Return all records exactly. Nothing may be added.

--- START ---

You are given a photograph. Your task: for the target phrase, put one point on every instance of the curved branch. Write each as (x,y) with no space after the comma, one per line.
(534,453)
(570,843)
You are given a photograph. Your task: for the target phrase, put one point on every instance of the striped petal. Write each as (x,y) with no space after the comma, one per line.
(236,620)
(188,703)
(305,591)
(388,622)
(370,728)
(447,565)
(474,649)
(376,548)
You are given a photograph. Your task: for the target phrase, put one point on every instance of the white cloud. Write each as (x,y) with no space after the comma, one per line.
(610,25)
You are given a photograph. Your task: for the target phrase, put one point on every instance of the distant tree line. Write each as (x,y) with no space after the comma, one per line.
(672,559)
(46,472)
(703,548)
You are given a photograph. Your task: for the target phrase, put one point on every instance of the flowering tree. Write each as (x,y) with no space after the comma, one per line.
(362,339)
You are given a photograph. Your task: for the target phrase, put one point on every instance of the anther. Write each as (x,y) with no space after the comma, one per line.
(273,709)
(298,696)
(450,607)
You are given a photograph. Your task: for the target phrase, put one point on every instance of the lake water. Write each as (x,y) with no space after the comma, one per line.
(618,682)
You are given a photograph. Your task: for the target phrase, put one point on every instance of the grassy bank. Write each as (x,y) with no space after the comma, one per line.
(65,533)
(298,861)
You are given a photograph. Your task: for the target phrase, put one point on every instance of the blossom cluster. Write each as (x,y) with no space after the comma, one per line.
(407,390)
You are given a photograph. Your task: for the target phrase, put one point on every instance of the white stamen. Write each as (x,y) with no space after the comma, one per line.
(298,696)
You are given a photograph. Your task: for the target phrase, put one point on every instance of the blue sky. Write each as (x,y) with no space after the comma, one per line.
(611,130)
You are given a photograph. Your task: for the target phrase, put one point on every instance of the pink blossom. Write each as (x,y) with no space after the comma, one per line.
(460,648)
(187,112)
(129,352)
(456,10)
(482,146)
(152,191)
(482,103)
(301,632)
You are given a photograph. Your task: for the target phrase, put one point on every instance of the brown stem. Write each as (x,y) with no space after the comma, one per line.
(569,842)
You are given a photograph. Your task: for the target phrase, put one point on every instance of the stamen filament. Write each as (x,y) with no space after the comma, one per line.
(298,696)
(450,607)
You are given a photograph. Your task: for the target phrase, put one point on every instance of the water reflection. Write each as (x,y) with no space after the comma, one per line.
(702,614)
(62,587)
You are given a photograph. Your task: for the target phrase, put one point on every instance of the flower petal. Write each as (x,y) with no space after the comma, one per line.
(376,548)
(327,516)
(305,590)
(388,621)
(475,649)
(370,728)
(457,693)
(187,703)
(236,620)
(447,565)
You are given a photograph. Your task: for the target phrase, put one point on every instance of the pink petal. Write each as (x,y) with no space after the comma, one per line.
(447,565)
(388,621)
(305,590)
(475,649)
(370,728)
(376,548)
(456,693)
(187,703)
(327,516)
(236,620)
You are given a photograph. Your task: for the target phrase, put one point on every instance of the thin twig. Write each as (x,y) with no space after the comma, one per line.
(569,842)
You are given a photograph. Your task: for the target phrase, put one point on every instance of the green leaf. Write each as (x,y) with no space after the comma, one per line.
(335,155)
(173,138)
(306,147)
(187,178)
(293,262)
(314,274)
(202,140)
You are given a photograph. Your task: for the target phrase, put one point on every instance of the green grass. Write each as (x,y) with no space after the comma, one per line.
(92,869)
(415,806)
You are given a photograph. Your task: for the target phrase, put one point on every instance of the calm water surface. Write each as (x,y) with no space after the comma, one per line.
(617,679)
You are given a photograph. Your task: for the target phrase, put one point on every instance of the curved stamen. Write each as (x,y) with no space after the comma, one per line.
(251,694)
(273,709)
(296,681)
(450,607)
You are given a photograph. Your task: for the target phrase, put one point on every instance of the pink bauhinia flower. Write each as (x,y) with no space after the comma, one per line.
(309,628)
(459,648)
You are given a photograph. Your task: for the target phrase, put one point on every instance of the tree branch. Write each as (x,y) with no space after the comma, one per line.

--- END ---

** Task solution **
You are given a photograph. Your task: for the target phrase, put one point on every instance of the curved branch. Write each as (x,y) with no space after the comma, one per line.
(534,453)
(570,843)
You are given a photograph. Your task: for the target phrase, put one point on every instance of the striped petal. Write each as (x,y) with no space after the comma, one per line.
(236,620)
(188,703)
(305,591)
(388,622)
(370,728)
(447,565)
(474,649)
(376,548)
You are given a photograph. Your task: for the target phrase, put one point on every instance of the white cloud. Write each as (x,y) with no space after the comma, one per line.
(610,25)
You are given a photograph. Your task: for the target phrase, put one point on every instance of the distant tree line. Write each as (x,y) with no space after the comma, one per line.
(672,559)
(46,472)
(703,548)
You are given a photograph. Your task: for the target phrase, put one point on every instance of the flowering tree. Write each as (x,y) with no space after the comma, one per line.
(362,339)
You are given a photograph. Your task: for the target phrase, put one point on every instance of the anther. Write each as (x,y) with no space after the comma, one per line.
(273,709)
(298,696)
(450,607)
You are given a photograph. Your task: for the target phrase, put one point on every instance of the lake water. Write each as (x,y) with no space after the comma, one per line.
(618,682)
You are given a photograph. Your task: for the target phrase, put one point on every instance of the grassy bank. Write each as (x,y) with no space after the comma, one per line.
(65,533)
(298,861)
You are given a photograph. Your task: for the target phrase, put one point on every instance of the blossom cluster. Write each as (x,y) with no space after the comma, one per line.
(407,390)
You are given a photograph. Your task: for the target phrase, put one point on every instance of the white stamen. Write each as (x,y) with no space after the comma, one per line.
(298,696)
You are given a photograph. Your task: for the target phrase, put one point on every instance of the blue sky. Write each as (x,y) with no space after the comma, one per line.
(611,130)
You are given a photograph. Your task: for the target phrase, put one point on every instance of the pink blossom. Write each as (x,y) with no space after the comma, one per line.
(460,648)
(187,112)
(129,352)
(456,10)
(482,146)
(152,191)
(482,103)
(301,632)
You are given a photograph. Your task: for the target phrase, put one point on every instance of the brown stem. Write each as (x,y) with no space after the comma, one per line.
(569,842)
You are given a photograph. Your task: for the target phrase, put one point on every instance of the stamen filament. Write each as (x,y) with no space after the comma, one per line.
(298,696)
(450,607)
You are given a photograph. Your task: for the target phrase, put one point on every instance of the water reflection. Write each as (x,y) with no space after the comma, one per line.
(702,614)
(62,587)
You are given a photograph. Your task: for the target phrase, put one point on every instance of the flower petal. Write each as (x,y) with no space after the comma, one per line.
(376,548)
(327,516)
(305,590)
(388,621)
(475,649)
(370,728)
(457,693)
(187,703)
(236,620)
(447,565)
You are given a photograph. Your task: for the target phrase, put one point on every instance of the pink petal. Write each as (x,y) with no space after the comma, one per line.
(447,565)
(388,621)
(305,590)
(475,649)
(370,728)
(376,548)
(456,693)
(187,703)
(327,516)
(236,620)
You are given a photograph. Your task: for the target phrase, put one point on every instance of the thin twig. Write each as (x,y) with no space after the comma, one per line.
(569,842)
You are given a photograph. Your task: for the target phrase, put one point on every instance of the green leaf. Write each as (x,y) with no space after the comma, one per line.
(335,155)
(173,138)
(306,147)
(187,178)
(293,262)
(314,274)
(202,140)
You are given a photograph. Your task: for the target phrase, put one point on every instance of the green grass. Write each as (x,y) with no space after the comma, one per line.
(92,869)
(415,806)
You are given a photograph. Your task: for the target phrase, put one point on every instance of the calm water surface. Write each as (x,y) with no space after the comma, one per line.
(617,679)
You are given a photograph. Your task: for the target phrase, put one point on every instance of the curved stamen. Write each as (x,y) with no space after the comma, one per line.
(251,694)
(273,709)
(296,681)
(450,607)
You are given a photograph. Your task: for the target phrase, put one point on every instance of the pink bauhinia flower. Write each as (x,y) with no space after the comma, one per line.
(309,628)
(459,648)
You are given a photograph. Your task: for the target phrase, put one point on every instance of the tree branch. Write each as (x,y) with no space after the comma, one per line.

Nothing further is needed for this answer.